** Excerpt provided **
Both runs passed every gate. Every slice built, every test passed, and the independent reviewer signed off on both. The interesting part is how they passed.

The numbers

Metric	Single (control)	Quorum (3-model)
Tests written	15	18 (+20%)
Helper extraction	Inline, repeated 3×	Reusable helpers, single source
Test dates	Hardcoded literals	Relative offsets
.NET exception pattern	Generic `ValidationException`	`ArgumentException.ThrowIfNullOrWhiteSpace` (.NET 7+)
Edge cases covered	Standard happy path	Voided-invoice regeneration, sequence races
Total cost	$0.62	$0.84 (+$0.22)
Total time	12 min	32 min (2.7×)

The four named patterns

The single-model and the quorum runs are not different code volumes, they are different code shapes. Four named patterns drive the gap:

DRY helper extraction. The single-model run inlined volume-discount math in three call sites with slight variations. The quorum run extracted IsWeekend(), CalculateVolumeDiscount(), and ApplyBankersRounding() as private static helpers because the synthesizer saw multiple proposals and picked the one that did not repeat itself.

** Work request **
In the excerpt on single versus quorum runs, what was the total cost of the quorum run?

** Information given **

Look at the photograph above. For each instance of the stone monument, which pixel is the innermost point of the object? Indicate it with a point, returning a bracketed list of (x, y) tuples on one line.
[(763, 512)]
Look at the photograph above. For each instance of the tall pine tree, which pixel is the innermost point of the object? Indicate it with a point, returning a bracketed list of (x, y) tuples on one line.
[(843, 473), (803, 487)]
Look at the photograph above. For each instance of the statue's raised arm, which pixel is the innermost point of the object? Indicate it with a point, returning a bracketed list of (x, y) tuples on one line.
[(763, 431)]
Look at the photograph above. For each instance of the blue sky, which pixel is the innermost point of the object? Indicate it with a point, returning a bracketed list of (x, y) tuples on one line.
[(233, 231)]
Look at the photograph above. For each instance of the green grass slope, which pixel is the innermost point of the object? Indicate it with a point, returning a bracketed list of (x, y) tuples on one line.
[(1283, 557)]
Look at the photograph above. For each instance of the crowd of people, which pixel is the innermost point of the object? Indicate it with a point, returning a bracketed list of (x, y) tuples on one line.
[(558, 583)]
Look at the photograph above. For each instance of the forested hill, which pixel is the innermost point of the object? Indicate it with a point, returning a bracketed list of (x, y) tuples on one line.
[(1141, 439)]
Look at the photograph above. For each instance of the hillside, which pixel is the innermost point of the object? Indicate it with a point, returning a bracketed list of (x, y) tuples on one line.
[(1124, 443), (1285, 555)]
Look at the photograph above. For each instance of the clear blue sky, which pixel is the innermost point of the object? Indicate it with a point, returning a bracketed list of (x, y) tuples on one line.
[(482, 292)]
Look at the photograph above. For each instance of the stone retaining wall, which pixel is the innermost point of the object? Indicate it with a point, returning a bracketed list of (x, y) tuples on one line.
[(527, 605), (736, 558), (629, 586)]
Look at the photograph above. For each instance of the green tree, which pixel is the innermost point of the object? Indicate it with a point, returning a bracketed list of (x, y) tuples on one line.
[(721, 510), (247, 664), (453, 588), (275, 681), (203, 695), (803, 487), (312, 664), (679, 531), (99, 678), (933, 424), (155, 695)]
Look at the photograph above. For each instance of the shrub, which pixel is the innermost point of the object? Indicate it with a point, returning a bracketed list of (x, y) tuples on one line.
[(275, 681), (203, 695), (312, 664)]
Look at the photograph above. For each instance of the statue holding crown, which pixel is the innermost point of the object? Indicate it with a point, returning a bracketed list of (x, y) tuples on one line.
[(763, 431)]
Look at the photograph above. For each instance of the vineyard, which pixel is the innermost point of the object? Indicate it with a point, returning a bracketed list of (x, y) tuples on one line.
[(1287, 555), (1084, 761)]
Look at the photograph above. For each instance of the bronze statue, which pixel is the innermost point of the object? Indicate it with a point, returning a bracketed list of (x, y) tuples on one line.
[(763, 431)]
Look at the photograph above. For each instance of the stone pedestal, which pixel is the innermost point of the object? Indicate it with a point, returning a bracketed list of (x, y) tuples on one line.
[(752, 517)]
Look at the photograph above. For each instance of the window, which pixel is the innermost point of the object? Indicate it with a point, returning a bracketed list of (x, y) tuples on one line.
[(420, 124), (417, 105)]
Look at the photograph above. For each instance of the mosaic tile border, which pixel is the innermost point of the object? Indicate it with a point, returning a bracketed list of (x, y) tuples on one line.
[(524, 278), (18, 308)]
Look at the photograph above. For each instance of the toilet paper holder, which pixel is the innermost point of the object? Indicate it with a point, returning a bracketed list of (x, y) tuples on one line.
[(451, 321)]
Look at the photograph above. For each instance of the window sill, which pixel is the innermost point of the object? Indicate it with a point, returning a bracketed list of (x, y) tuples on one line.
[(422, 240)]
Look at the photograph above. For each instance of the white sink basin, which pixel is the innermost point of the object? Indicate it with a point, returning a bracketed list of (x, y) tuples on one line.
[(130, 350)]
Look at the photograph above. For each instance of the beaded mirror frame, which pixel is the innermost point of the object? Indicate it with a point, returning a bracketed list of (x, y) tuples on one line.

** Finished exercise **
$0.84, which is $0.22 more than the single run's $0.62.